***** FRAGMENT STRONY *****
EN

17.01.2005 Wersja do druku

Nie udają pocałunków

Nowa sztuka legnickiego teatru wystawiana na blokowisku. Wyreżyseruje ją aktor, który zagra na scenie z towarzyszką życia. Są parą na scenie i poza nią. On reżyseruje sztukę, ona gra jedną z dwóch głównych postaci i towarzyszy mu na scenie. Dramat "Urojenia" ma tylko dwie role i jest jakby dla nich napisany.

"Urojenia", to drugi projekt legnickiego Teatru im. Modrzejewskiej realizowany w największej sypialni miasta - osiedlu Piekary. Teatr porzucił "na chwilę" swoją scenę w centrum miasta i ruszył na podbój blokowiska, gdzie mieszka ponad 20 tysięcy legniczan. Scenę stworzono w dawnym pawilonie handlowym przy ul. Izerskiej, gdzie niegdyś mieścił się jedyny na osiedlu supersam. Do tej pory, w największym z magazynów, wystawiono sztukę "Made in Poland". Okazało się, że pawilon na Piekarach, ma jeszcze do wykorzystania kilka innych pomieszczeń. Scena u rzeźnika - Sceną będzie dawny sklep mięsny mieszczący się w tym pawilonie. Chcemy przerobić go na wnętrze mieszkania bohaterów. To pomieszczenie świetnie się do tego nadaje. Sklepowa lada z kafelkami będzie kuchnią, a duże okna wystawowe dadzą nam poczucie jakbyśmy znajdowali się na wysokim piętrze drapacza chmur w Warszawie - mówi Tomasz Sobczak, reżyser sztuki. Aktor reżyser zagra też główną

Zaloguj się i czytaj dalej za darmo

Zalogowani użytkownicy mają nieograniczony dostęp do wszystkich artykułów na e-teatrze.
*****
> **ZADANIA**:
A) Odpowiedz, proszę, na pytania do artykułu:
(i) Na jakim osiedlu teatr realizuje projekt?
(ii) Ile ról ma dramat „Urojenia”?
(iii) Co mieściło się niegdyś w pawilonie przy ul. Izerskiej?
B) Wypisz z materiału każdy wiersz zawierający słowo „more”.
Artykuł i wiersze nie mają ze sobą związku.
***** DOSTARCZONY MATERIAŁ *****
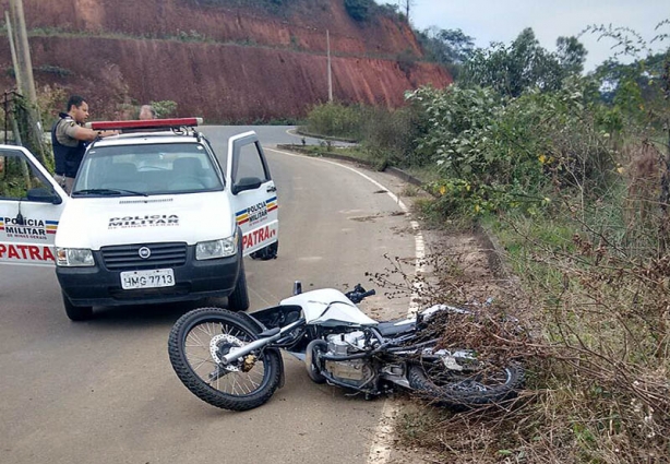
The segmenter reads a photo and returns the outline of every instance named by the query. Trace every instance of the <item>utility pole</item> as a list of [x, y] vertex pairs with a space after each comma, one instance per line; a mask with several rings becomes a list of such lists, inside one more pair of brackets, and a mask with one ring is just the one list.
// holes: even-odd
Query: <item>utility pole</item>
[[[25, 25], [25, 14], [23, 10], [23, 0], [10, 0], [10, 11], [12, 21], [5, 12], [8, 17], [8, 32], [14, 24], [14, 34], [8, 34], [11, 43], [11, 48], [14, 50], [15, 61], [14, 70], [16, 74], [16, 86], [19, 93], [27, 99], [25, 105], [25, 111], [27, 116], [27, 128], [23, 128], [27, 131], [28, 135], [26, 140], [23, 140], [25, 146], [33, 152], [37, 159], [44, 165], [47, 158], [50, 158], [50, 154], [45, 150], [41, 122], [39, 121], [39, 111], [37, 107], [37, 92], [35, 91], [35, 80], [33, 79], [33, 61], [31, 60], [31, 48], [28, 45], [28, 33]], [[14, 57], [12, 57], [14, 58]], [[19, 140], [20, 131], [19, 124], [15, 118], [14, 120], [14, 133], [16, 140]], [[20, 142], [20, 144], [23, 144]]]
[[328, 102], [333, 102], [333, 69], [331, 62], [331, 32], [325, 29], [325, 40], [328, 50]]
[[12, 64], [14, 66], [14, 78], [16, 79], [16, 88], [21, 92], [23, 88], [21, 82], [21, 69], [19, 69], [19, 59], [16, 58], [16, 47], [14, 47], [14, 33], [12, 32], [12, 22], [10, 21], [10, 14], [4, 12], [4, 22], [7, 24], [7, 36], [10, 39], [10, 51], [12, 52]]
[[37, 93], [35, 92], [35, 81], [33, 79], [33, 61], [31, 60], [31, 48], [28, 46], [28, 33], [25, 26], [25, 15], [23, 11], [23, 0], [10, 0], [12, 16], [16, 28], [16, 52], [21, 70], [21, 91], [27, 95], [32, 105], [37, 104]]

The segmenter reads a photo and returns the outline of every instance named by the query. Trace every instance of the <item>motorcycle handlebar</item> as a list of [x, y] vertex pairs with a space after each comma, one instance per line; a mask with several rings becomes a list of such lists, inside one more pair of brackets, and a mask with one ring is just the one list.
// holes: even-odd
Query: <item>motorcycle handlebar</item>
*****
***** DOSTARCZONY MATERIAŁ *****
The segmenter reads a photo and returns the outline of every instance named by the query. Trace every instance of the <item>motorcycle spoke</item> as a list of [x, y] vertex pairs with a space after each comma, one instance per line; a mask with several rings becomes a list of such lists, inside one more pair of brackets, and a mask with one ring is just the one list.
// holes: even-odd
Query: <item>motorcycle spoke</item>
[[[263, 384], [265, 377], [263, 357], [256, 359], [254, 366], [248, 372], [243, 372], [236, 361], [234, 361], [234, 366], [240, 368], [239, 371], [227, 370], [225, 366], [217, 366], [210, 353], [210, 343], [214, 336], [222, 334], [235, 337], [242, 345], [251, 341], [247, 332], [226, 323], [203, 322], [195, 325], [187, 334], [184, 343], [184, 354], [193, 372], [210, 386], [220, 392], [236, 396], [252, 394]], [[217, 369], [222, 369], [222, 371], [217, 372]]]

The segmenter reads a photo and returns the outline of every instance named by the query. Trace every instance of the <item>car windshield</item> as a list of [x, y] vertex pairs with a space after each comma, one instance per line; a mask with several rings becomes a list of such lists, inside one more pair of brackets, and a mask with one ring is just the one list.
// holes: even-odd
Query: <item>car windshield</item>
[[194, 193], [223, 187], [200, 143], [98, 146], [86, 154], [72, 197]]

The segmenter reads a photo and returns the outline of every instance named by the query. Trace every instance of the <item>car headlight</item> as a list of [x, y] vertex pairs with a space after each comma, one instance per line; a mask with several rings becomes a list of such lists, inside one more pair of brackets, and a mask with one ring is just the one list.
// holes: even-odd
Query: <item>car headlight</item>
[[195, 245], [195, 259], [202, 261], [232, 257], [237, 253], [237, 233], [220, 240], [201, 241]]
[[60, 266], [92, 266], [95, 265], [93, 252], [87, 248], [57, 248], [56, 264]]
*****
***** DOSTARCZONY MATERIAŁ *****
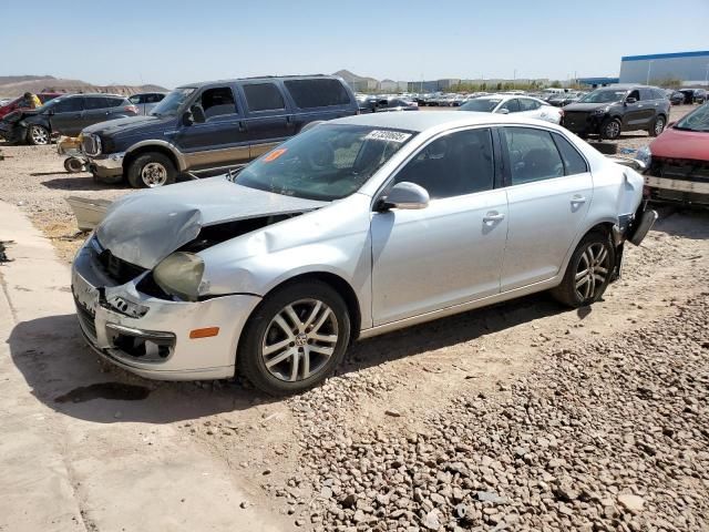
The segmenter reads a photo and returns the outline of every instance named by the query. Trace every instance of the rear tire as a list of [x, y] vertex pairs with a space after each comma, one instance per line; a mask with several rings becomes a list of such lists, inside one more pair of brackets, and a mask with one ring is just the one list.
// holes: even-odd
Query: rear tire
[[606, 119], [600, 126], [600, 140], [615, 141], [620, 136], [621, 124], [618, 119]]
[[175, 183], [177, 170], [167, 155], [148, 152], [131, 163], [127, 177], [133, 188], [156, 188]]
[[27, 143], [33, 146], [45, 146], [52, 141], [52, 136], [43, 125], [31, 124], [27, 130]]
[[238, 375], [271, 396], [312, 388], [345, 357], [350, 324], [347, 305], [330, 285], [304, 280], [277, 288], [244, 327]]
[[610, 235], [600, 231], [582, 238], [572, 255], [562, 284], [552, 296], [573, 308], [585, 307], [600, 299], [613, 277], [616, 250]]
*****
> **ODPOWIEDZI PONIŻEJ**:
A)
(i) Na osiedlu Piekary.
(ii) Dwie.
(iii) Jedyny na osiedlu supersam.

B)
The segmenter reads a photo and returns the outline of every instance named by the query. Trace every instance of the <item>utility pole</item> as a list of [x, y] vertex pairs with a space after each comma, one instance per line; a mask with several rings becomes a list of such lists, inside one more pair of brackets, and a mask with one ring is just the one list.
The segmenter reads a photo and returns the outline of every instance named by the query. Trace every instance of the <item>motorcycle handlebar</item> as a list of [x, y] vertex pairs with a space after each comma, one instance per line; a mask with several rings becomes a list of such lists, inside one more pair of brackets, and a mask with one ring is just the one list.
The segmenter reads a photo and returns the outline of every instance named by the query. Trace every instance of the <item>motorcycle spoke</item> as a list of [x, y] vertex pairs with a space after each comma, one instance per line; a mask with several rings becomes a list of such lists, inside one more pair of brackets, and a mask with one ring is just the one list.
The segmenter reads a photo and returns the outline of every instance named by the query. Trace every instance of the <item>car windshield</item> as a list of [x, y] vertex pairs with a space after each comma, one instance per line; a mask with several rings becomes a list of such lists, inside one more pair of brackets, and a mask with one ring is just the one list.
The segmenter reads a photo and returns the outline of every instance named by the query. Trace every instance of the <item>car headlight</item> as a list of [x, y] vertex pairs with a space after each comma, one instance per line; a mask with several rings becomes a list of such lists, inside one more pair of brackets, and a mask with one ring is just the one list.
The segmenter reads a photo and returns the outline of every instance named by the query. Trace every instance of the rear tire as a list of [x, y] vertex pairs with a space after each comma, one instance per line; a mask with several rings becomes a list of such lists, inside one more pair of brackets, and a mask with one ring is just the one list.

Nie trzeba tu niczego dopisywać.